• _Lines of data_
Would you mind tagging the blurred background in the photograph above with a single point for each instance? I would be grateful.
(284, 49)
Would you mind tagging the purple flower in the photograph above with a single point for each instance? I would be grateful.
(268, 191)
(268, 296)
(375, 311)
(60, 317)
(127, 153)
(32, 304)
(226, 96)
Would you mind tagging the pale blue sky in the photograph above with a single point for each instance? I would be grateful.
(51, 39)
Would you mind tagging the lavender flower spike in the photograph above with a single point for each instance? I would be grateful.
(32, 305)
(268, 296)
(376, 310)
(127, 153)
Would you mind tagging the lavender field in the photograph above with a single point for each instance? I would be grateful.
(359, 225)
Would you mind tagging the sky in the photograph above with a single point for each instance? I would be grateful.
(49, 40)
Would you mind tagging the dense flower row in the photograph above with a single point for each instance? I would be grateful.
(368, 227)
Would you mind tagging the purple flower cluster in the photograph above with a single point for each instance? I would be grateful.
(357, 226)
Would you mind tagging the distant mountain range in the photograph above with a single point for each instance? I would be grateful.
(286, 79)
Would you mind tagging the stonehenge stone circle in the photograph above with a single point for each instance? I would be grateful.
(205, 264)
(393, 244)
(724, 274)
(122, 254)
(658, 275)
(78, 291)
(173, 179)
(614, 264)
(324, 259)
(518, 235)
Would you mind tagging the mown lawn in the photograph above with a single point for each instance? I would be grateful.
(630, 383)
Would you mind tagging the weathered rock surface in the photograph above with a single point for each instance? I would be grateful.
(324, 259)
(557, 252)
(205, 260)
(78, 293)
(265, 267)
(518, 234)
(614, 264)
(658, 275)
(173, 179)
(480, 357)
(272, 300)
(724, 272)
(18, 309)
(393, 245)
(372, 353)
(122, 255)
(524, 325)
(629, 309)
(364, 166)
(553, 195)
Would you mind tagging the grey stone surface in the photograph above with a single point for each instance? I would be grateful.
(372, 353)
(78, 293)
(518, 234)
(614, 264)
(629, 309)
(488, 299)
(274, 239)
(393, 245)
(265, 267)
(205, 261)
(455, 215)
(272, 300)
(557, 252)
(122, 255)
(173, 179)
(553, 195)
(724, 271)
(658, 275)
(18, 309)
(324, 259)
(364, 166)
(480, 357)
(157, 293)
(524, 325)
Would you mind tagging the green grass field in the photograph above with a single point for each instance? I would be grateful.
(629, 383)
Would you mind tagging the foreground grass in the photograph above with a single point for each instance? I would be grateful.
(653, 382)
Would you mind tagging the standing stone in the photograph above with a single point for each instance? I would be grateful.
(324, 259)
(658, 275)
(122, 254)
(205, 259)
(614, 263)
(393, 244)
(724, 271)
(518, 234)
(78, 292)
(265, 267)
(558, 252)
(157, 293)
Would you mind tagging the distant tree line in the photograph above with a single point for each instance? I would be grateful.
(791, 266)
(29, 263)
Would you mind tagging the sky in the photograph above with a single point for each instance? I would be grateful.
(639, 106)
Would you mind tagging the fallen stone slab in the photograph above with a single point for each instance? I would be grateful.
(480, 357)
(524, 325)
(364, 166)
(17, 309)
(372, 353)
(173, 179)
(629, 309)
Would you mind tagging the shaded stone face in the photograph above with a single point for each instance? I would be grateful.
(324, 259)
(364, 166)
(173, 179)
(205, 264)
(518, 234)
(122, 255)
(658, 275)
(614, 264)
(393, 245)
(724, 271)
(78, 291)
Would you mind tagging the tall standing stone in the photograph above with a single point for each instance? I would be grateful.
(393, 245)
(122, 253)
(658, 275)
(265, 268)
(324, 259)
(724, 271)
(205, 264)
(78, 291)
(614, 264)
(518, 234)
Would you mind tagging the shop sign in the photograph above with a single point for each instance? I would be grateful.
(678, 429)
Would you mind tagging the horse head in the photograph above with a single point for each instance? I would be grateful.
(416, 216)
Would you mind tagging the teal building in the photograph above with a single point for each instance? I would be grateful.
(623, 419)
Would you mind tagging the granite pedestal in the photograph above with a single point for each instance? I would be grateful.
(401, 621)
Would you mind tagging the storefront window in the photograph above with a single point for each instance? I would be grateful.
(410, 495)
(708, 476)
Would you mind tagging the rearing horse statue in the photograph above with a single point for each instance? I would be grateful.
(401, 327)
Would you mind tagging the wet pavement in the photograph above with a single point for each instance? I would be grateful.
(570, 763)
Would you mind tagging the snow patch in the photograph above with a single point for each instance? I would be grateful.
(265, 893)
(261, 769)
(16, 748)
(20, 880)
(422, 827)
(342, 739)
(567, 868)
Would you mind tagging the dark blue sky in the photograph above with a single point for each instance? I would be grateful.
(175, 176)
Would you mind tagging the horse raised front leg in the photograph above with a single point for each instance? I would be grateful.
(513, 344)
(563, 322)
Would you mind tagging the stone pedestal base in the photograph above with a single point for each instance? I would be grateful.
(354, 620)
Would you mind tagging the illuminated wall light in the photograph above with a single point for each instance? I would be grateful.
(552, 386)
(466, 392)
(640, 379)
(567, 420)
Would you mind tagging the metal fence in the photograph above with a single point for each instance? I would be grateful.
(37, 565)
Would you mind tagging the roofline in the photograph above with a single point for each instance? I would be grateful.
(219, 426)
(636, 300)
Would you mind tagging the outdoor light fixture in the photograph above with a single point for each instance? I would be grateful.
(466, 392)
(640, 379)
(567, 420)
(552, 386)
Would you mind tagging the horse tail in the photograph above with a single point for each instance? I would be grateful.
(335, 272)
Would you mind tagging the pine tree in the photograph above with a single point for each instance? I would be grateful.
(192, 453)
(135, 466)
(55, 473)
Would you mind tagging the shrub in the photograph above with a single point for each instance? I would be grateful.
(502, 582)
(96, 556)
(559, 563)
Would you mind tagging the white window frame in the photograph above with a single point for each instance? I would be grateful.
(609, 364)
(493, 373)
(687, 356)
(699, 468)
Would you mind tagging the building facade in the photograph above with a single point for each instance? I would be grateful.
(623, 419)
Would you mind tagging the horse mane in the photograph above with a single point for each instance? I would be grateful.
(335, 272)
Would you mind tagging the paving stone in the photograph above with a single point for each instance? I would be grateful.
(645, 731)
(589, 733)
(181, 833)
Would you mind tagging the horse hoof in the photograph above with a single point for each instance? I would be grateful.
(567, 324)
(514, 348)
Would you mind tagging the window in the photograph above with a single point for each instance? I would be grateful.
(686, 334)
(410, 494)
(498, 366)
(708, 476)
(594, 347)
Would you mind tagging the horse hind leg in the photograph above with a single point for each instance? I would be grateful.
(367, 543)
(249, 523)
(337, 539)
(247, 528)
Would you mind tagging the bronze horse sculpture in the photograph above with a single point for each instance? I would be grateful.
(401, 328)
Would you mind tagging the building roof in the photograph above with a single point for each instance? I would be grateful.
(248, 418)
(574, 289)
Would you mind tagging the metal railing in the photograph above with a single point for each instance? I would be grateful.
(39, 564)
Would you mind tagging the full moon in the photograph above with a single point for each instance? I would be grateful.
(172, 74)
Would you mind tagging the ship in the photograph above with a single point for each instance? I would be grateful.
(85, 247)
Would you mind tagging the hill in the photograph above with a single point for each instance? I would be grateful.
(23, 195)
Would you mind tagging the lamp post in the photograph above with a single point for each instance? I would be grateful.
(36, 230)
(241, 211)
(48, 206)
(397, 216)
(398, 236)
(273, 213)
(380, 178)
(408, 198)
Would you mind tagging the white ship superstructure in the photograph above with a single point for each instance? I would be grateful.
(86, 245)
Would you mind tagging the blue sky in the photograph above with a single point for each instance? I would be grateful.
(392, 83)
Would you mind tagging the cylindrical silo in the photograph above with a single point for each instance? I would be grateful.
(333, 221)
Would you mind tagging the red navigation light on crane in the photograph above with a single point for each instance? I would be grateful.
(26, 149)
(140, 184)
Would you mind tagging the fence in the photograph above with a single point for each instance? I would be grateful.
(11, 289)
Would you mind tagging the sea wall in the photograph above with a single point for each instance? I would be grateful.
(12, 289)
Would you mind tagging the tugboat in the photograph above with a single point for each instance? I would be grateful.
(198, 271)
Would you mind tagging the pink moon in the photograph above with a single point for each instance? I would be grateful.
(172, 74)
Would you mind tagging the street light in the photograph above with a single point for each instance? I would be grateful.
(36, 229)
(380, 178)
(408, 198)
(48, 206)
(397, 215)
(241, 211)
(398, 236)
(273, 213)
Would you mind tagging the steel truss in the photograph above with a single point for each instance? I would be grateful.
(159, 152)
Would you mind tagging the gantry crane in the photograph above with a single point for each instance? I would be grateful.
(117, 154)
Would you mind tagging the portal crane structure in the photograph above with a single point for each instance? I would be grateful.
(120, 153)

• _WHAT TO WORK ON_
Switch "single point" to "single dot" in everything from the line containing "Would you mind tagging the tugboat" down to the last of the lines, and give those lines back with nothing else altered.

• _THE RESPONSE_
Would you mind tagging the tugboat in the photograph above with a single dot for each instance? I would be grateful.
(198, 271)
Would you mind tagging the pink moon in the photograph above with a single dot for each instance? I would be grateful.
(172, 74)
Would you mind tagging the street light in the photograph above with a single dot for each instance? I would be grateful.
(36, 229)
(380, 178)
(408, 198)
(48, 206)
(397, 215)
(241, 211)
(398, 236)
(273, 213)
Would you mind tagging the steel truss in the photograph above with a single dot for each instance? I would be grateful.
(159, 152)
Would you mind tagging the gantry crane in the photograph above with a single dot for each instance? I would be grateful.
(117, 154)
Would you mind tagging the portal crane structure in the photograph above with a single dot for each instance? I would be grateful.
(120, 153)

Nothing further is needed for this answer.